THE PROBLEM >> Extract each line below that contains the word "tree" and copy it in full.

Begin RECORD SET

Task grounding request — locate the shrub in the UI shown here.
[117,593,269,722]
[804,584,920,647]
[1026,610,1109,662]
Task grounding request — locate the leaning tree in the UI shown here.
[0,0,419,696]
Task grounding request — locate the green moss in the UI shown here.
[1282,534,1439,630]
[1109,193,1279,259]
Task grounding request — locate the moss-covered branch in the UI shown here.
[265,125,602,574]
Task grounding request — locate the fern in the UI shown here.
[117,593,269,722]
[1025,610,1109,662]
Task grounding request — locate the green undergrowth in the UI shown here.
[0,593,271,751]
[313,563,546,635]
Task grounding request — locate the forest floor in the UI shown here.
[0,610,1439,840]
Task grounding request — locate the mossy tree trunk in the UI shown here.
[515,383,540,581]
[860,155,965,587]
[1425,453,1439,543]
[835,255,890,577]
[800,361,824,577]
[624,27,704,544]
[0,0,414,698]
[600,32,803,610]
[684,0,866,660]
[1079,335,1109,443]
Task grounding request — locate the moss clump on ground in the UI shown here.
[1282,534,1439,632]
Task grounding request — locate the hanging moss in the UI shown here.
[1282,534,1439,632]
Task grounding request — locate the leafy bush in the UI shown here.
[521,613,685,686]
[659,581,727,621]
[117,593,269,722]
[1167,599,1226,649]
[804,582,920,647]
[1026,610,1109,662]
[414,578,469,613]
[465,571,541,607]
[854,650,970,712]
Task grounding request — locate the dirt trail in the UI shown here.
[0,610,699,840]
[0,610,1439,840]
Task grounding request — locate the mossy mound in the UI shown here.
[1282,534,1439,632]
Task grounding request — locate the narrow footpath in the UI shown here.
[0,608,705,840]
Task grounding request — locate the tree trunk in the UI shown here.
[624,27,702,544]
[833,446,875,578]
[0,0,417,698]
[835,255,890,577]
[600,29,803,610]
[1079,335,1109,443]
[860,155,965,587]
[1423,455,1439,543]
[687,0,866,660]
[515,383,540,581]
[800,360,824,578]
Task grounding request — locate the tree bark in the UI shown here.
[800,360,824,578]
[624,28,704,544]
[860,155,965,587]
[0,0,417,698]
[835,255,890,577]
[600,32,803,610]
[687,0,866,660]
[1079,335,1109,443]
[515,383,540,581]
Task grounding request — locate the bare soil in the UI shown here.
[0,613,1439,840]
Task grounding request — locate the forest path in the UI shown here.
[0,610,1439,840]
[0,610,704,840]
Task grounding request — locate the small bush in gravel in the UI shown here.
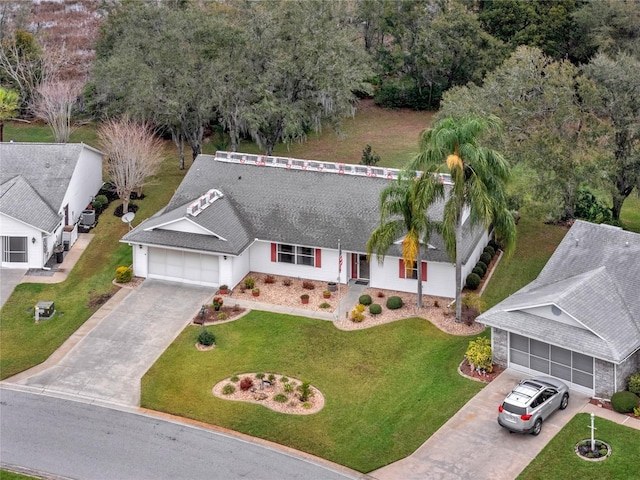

End RECORD SET

THE REPLY >>
Task grounding request — locate the leaning tree in the UI shown here.
Task grounding request — locate the mossy tree trunk in the UI shown here.
Task grounding request — locate the tree trunk in the UI shown here.
Task grounding request — locate the tree bark in the UI shown here.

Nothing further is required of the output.